[Labeled-object pointing entries]

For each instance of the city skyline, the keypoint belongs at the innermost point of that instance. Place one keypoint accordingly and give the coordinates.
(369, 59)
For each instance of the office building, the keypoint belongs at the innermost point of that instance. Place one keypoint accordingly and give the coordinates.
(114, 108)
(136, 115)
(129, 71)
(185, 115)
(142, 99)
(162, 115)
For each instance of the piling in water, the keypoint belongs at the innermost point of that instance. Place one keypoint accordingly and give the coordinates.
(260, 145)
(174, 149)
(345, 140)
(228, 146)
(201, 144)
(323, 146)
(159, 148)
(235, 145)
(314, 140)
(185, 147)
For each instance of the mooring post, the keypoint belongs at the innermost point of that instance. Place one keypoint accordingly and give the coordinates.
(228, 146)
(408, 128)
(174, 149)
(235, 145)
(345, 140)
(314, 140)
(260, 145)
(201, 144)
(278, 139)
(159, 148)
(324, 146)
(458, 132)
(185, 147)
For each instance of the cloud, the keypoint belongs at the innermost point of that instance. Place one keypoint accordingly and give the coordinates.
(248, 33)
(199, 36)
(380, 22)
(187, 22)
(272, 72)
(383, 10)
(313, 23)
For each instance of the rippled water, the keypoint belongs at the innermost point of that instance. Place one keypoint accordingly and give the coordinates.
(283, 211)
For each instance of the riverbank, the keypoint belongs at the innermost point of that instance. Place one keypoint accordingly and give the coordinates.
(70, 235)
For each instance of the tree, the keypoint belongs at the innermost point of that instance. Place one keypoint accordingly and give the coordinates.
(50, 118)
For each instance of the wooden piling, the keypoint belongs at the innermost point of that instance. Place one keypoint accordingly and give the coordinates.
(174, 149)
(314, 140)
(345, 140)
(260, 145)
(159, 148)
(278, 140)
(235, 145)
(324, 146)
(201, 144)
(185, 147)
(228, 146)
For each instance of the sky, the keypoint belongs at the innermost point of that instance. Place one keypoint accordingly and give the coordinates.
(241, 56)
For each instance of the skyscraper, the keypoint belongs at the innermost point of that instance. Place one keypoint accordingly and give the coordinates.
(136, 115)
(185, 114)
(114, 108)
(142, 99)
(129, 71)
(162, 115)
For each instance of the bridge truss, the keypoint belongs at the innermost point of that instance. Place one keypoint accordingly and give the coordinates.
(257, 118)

» **TASK INSTRUCTIONS**: Return each line of the entries above verbatim, with no changes.

» **OUTPUT BELOW**:
For each instance of the city skyline, the keypoint belongs at the innermost point of that instance. Place one keypoint accordingly and give the coordinates.
(369, 59)
For each instance of the office building, the keypoint belongs at the innermost point of that instance. Place one keypoint accordingly and give the coordinates.
(114, 108)
(136, 115)
(129, 71)
(185, 115)
(142, 99)
(162, 115)
For each instance of the piling in water, the keypoint belongs at the innermost point of that instance. Place one keypoint accordingly and give the coordinates.
(260, 145)
(174, 149)
(345, 140)
(228, 146)
(201, 144)
(323, 146)
(159, 148)
(235, 145)
(314, 140)
(185, 147)
For each instance of the mooring post, the keypoint belongs at the innermost point of that instance. Place one keypoint accordingly and give the coordinates.
(228, 146)
(408, 128)
(174, 149)
(235, 145)
(345, 140)
(314, 140)
(260, 145)
(201, 144)
(278, 139)
(159, 148)
(324, 146)
(458, 132)
(185, 147)
For each instance of the cloud, the keypoint belongs at the innermost point of that instance. Place one keypoint accordingly and give the coordinates.
(248, 33)
(199, 36)
(380, 22)
(187, 22)
(272, 72)
(383, 10)
(313, 23)
For each instance of the rippled water, the keypoint belongs at the innermost point of that instance. Place one keypoint accordingly and give the coordinates.
(283, 211)
For each instance of the riverbank, the keypoint belongs at the innermost point of that instance. Place one keypoint accordingly and give the coordinates.
(70, 235)
For each instance of the tree, the keypoint belongs at the innermost point of that instance. Place one keypoint accordingly and give the coordinates.
(50, 118)
For each instance of the wooden piling, the keypoint belongs at the innermost point of that instance. Place one keypoint accordingly and give the coordinates.
(174, 149)
(314, 140)
(345, 140)
(260, 145)
(159, 148)
(278, 140)
(235, 145)
(324, 146)
(201, 144)
(185, 147)
(228, 146)
For each instance of the sky, the keypoint belongs at the innermost point of that instance. Place one keypoint accordingly and give the coordinates.
(241, 56)
For each instance of the skyscraper, the keypoint belongs at the innermost point of that instance. Place one keypoint accordingly and give the coordinates.
(136, 115)
(185, 114)
(114, 108)
(142, 99)
(129, 71)
(162, 115)
For each instance of the bridge truss, the keypoint belongs at the innermost point of that instance. Place one keypoint accordingly and give the coordinates.
(257, 118)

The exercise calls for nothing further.